# Your instructions
From the entries below, return only the lines starting at the one that contains "shape [[462, 307]]." and ending at the one that contains "shape [[532, 3]].", exactly as they stand.

- Opening Delimiter -

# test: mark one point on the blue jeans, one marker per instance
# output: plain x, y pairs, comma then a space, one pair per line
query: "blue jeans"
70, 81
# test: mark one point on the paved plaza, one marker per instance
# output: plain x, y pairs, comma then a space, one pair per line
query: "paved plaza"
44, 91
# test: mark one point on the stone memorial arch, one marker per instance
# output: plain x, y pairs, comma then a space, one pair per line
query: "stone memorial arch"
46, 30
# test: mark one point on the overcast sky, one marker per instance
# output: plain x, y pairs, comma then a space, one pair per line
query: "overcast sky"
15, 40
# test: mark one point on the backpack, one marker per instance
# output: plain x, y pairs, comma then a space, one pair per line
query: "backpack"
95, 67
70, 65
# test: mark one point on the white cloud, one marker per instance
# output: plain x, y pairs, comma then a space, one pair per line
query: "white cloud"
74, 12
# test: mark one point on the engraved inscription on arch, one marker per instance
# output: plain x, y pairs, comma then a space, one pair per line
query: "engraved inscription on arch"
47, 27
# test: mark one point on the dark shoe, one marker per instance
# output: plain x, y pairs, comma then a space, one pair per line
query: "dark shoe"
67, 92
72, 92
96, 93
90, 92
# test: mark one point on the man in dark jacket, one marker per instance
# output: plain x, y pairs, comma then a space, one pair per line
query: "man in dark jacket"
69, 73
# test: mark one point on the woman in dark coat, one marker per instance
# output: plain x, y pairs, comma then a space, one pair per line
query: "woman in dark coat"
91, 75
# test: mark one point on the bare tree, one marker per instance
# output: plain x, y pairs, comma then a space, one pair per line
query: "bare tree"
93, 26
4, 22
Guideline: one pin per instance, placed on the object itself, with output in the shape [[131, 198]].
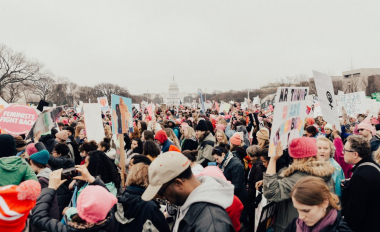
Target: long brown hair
[[312, 191]]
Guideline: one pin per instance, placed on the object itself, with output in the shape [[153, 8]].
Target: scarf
[[225, 161], [328, 220]]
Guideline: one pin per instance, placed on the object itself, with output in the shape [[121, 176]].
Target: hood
[[323, 169], [129, 205], [11, 163], [210, 137], [45, 173], [207, 191]]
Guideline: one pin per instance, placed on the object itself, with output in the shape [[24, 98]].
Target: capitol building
[[173, 96]]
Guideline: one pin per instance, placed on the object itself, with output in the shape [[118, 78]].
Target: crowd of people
[[192, 171]]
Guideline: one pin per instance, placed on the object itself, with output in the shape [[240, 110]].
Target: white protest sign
[[326, 98], [93, 122], [289, 116], [103, 101], [353, 103]]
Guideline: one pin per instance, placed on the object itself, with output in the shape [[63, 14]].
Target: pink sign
[[17, 119]]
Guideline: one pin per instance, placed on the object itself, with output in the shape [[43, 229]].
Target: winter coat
[[49, 142], [60, 162], [277, 187], [337, 176], [255, 175], [40, 217], [189, 144], [339, 157], [360, 199], [134, 214], [14, 170], [234, 172], [205, 148], [339, 225], [204, 208]]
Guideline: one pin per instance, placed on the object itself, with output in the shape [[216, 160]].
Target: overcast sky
[[213, 45]]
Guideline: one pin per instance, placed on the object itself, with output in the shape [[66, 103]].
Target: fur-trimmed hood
[[322, 169]]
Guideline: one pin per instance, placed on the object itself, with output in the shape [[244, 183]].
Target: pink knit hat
[[235, 139], [94, 203], [303, 147], [31, 149], [366, 125], [220, 126]]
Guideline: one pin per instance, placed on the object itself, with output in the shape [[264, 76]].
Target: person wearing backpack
[[360, 198]]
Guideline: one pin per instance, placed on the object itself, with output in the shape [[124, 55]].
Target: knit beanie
[[16, 203], [90, 208], [41, 157], [366, 125], [161, 136], [31, 149], [7, 145], [263, 134], [235, 139], [64, 135], [253, 150], [303, 147], [202, 126], [328, 126]]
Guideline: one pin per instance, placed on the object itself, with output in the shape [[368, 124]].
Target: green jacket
[[277, 188], [14, 170]]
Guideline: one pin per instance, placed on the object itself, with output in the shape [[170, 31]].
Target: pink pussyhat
[[94, 203]]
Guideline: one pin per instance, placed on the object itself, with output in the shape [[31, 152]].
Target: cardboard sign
[[17, 119], [326, 98], [45, 121], [103, 101], [353, 103], [121, 114], [93, 122], [289, 116]]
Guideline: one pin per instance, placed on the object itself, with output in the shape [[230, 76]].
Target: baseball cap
[[163, 169]]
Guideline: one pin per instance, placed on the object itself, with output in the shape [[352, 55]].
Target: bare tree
[[44, 86], [16, 68]]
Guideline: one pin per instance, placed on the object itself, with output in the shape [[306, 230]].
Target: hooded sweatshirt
[[206, 192], [14, 170]]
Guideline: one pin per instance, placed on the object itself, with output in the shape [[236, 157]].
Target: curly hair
[[100, 165]]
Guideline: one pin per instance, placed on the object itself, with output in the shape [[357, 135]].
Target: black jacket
[[255, 175], [189, 144], [60, 162], [360, 199], [133, 213], [40, 216], [339, 226], [203, 216], [234, 172]]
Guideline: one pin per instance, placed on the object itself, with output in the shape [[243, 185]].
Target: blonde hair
[[190, 132], [332, 147], [312, 191], [376, 156], [77, 131], [172, 137], [138, 175], [225, 140]]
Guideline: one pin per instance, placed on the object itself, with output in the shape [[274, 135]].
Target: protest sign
[[45, 121], [121, 114], [93, 122], [224, 106], [353, 103], [326, 98], [17, 119], [289, 116], [104, 106]]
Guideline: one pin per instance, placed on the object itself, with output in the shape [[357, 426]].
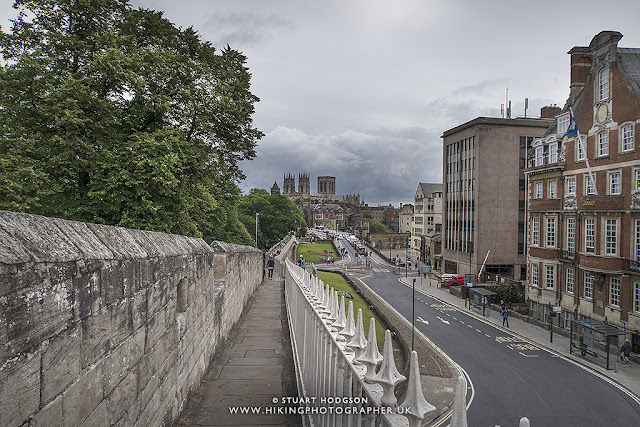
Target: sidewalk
[[254, 367], [628, 373]]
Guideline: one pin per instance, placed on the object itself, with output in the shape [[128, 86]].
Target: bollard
[[388, 376], [415, 401]]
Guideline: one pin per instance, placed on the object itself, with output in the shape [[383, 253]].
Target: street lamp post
[[257, 214]]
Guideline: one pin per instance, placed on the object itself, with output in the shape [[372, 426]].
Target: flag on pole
[[573, 126], [581, 147]]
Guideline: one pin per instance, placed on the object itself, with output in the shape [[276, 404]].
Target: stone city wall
[[104, 326]]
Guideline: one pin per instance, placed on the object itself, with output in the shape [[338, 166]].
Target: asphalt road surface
[[511, 377]]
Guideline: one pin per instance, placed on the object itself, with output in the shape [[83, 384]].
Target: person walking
[[625, 351], [505, 317], [270, 265]]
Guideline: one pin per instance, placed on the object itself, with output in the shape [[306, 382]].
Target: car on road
[[457, 279]]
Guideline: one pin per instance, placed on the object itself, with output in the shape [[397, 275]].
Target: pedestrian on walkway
[[270, 265], [625, 351]]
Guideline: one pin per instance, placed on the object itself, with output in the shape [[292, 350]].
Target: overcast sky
[[363, 89]]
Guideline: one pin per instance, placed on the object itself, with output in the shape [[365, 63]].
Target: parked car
[[458, 279]]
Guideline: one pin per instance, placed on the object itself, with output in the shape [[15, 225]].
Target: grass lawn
[[304, 249], [336, 281]]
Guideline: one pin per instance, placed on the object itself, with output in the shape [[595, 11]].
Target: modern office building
[[484, 194]]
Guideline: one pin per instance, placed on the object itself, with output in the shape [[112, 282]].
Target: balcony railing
[[630, 265]]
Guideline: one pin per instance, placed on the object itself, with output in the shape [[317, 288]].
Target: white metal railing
[[336, 365]]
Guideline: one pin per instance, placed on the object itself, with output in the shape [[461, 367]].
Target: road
[[511, 377]]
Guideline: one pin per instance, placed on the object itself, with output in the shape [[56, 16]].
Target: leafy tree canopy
[[114, 115], [277, 216]]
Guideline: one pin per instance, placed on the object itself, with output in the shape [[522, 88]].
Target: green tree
[[277, 216], [113, 115]]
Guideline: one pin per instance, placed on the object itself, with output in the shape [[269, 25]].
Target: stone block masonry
[[103, 326]]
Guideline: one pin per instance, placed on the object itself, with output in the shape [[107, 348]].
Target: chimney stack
[[581, 59], [550, 111]]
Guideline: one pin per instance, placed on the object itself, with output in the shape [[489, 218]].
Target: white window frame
[[549, 276], [603, 84], [588, 285], [581, 148], [538, 190], [571, 234], [563, 124], [550, 228], [603, 143], [614, 291], [553, 189], [570, 280], [590, 235], [539, 156], [636, 243], [589, 189], [553, 152], [611, 236], [571, 185], [627, 133], [615, 183], [535, 231]]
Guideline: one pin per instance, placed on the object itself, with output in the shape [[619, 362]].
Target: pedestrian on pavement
[[505, 317], [270, 265], [625, 351]]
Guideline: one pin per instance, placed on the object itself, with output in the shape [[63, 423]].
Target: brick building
[[584, 192]]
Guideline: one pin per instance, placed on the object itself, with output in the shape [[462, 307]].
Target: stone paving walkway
[[254, 368]]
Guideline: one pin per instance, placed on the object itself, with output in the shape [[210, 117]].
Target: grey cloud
[[241, 30]]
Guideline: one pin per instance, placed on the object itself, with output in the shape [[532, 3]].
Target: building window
[[614, 291], [553, 189], [551, 232], [571, 234], [588, 285], [611, 237], [570, 280], [636, 243], [538, 190], [627, 137], [590, 184], [563, 124], [550, 276], [590, 235], [603, 84], [581, 152], [603, 143], [534, 274], [571, 186], [539, 158], [553, 152], [615, 186], [535, 231]]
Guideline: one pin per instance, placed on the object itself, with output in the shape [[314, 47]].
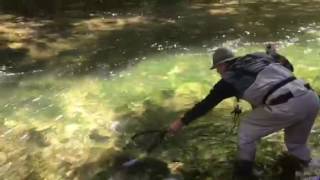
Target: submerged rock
[[96, 136]]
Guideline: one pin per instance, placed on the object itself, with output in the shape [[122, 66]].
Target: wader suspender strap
[[277, 86], [236, 114]]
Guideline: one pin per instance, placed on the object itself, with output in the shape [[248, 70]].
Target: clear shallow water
[[58, 120]]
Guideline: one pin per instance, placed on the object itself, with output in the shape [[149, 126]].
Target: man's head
[[220, 57]]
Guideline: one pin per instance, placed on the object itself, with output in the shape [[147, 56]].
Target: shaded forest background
[[57, 7]]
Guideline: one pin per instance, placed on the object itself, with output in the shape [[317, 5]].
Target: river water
[[74, 89]]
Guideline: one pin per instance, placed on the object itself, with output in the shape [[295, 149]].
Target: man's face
[[221, 68]]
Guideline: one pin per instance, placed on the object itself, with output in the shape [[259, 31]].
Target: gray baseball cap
[[221, 55]]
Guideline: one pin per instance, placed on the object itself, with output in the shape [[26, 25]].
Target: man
[[279, 101]]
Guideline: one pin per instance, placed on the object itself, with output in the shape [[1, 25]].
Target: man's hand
[[175, 127]]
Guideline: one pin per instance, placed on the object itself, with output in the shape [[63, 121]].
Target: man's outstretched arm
[[219, 92]]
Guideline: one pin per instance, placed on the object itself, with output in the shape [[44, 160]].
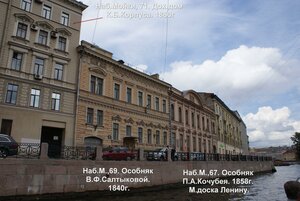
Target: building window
[[140, 134], [157, 137], [165, 138], [117, 91], [35, 97], [157, 103], [115, 131], [128, 131], [22, 30], [149, 101], [207, 125], [6, 126], [90, 116], [39, 66], [43, 37], [172, 112], [188, 143], [194, 144], [55, 101], [181, 142], [26, 5], [96, 85], [149, 136], [140, 98], [164, 106], [99, 118], [186, 117], [65, 18], [58, 71], [199, 144], [62, 43], [193, 119], [11, 94], [46, 13], [173, 139], [180, 114], [128, 95], [16, 62]]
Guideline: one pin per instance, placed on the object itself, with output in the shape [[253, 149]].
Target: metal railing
[[33, 151]]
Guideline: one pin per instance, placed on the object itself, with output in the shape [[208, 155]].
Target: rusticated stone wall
[[32, 177]]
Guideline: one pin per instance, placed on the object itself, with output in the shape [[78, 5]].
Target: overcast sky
[[246, 52]]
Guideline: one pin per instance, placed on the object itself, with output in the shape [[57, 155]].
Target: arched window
[[172, 112]]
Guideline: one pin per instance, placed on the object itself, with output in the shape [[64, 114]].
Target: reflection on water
[[270, 186]]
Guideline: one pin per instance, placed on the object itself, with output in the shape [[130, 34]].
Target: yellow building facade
[[118, 105]]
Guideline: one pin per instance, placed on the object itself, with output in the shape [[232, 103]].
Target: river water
[[265, 187]]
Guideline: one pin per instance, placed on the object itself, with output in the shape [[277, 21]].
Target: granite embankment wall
[[43, 176]]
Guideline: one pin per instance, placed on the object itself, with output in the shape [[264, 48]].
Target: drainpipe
[[170, 114], [6, 25], [81, 51]]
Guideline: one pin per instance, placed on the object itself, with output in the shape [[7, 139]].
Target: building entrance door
[[52, 136]]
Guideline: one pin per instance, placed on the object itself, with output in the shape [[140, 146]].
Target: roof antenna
[[99, 8]]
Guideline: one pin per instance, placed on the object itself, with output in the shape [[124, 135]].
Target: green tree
[[296, 140]]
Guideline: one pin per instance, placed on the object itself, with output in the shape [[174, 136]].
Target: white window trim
[[48, 37], [120, 91], [45, 63], [32, 2], [97, 76], [27, 31], [65, 63], [51, 11], [67, 42], [24, 58], [61, 18], [137, 99]]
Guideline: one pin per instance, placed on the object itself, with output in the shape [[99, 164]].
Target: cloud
[[241, 74], [269, 127]]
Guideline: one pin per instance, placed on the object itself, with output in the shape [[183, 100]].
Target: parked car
[[8, 146], [160, 155], [118, 153]]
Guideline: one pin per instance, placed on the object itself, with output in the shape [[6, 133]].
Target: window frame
[[117, 91], [115, 134], [47, 11], [129, 95], [100, 117], [140, 134], [35, 97], [55, 101], [43, 39], [58, 72], [90, 116], [140, 98], [24, 5], [16, 63], [65, 20], [12, 93], [62, 46], [39, 67], [22, 30]]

- Closing Delimiter -

# Exercise output
Guideline: one pin per instance, placed on the object itself, with output in the shape [[462, 307]].
Target: stone paving walkway
[[254, 368]]
Guideline: one pin per instance, placed on the object itself, with output in the shape [[210, 117]].
Target: grey cloud
[[241, 30]]
Guideline: one pin per instance, placed on the object itself, with output in the shape [[532, 3]].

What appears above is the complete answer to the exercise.